Sweeps: The fundamental unit of compute in PufferLib is a hyperparameter sweep, not a single experiment. Protein is a tuning algorithm based on our own research. It combines Gaussian processes with a simple genetic algorithm over the Pareto-frontier defined by cost (experiment wall-clock time) and score. This is the main thing we haven't ported over to CUDA C yet.
Ocean environments are written in C. It's very simple C. Like first 2 weeks of an intro systems course C. Follow this guide and then copy Squared (single-agent) or Target (multi-agent) to use as templates for your own environment. Both have detailed comments that walk you through the requirements. Find/replace the demo name with your environment name.
The .h file contains core environment logic. The .c file contains a standalone demo. Only the .h file is compiled when you run puffer build env_name. The standalone is compiled with puffer build env_name --local or --fast for the optimized build. Observations, actions, rewards, and terminals are each allocated as big chunks of memory that are contiguous across all (usually thousands) of environment instances.
Create a .ini file in the config/ directory with the settings for your environment. Copy the one for Squared or Target as a starting point. Your environment is now available for training just like any other Ocean environment:
puffer build env_name
puffer train env_name
Use the --local compilation option for testing while writing your environment. It enables address sanitizer and will catch will catch most indexing and overflow bugs. Here's a checklist of common bugs if your env is not training:
- Zero or incorrect observations/actions: Ensure you have defined your observation and action metadata (space/size/type) correctly in your binding.c. Note that observation buffers are not zeroed for you every step, so if you are only writing information to specific indicies (i.e. one-hots), be sure you are zeroing them. One memset is usually the quickest.

◆ What this exercise asks:
**1)** Answer these from the PufferLib text:
(a) What two measures define the Pareto-frontier that Protein searches over?
(b) Which file holds the core environment logic?
(c) What does the --local compilation option enable?
**2)** Print everything in the PufferLib text from "Ocean environments are" down to "your environment name.", unchanged.
Answer using only the PufferLib text.

◆ Supplied records:

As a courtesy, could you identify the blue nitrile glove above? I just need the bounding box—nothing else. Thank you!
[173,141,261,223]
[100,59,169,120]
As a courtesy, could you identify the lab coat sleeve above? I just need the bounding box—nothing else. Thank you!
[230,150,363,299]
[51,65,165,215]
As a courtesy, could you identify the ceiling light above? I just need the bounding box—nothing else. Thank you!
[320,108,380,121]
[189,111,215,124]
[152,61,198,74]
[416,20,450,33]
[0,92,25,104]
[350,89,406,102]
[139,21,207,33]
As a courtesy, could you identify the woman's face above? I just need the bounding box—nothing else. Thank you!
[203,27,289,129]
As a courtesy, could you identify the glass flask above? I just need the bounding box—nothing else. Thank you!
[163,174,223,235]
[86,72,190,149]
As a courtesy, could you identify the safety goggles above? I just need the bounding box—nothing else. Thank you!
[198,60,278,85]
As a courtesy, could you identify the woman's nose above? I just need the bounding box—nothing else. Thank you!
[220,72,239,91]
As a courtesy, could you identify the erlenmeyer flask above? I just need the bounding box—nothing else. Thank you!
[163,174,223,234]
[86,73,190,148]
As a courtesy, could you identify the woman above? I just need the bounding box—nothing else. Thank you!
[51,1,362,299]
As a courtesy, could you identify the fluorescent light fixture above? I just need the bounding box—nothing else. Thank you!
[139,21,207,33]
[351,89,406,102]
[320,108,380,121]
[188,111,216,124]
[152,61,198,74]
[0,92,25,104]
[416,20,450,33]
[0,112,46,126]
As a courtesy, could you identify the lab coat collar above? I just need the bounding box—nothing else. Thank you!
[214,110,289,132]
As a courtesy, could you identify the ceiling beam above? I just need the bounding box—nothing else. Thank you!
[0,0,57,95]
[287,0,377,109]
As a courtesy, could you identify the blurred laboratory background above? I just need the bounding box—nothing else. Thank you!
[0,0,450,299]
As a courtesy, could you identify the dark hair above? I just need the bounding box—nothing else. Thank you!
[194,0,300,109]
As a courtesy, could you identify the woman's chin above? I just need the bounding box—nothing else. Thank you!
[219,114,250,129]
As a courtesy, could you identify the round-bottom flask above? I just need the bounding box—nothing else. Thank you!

◆ Activity answers:
**1)**
(a) Cost (experiment wall-clock time) and score.
(b) The .h file.
(c) Address sanitizer.

**2)**
Ocean environments are written in C. It's very simple C. Like first 2 weeks of an intro systems course C. Follow this guide and then copy Squared (single-agent) or Target (multi-agent) to use as templates for your own environment. Both have detailed comments that walk you through the requirements. Find/replace the demo name with your environment name.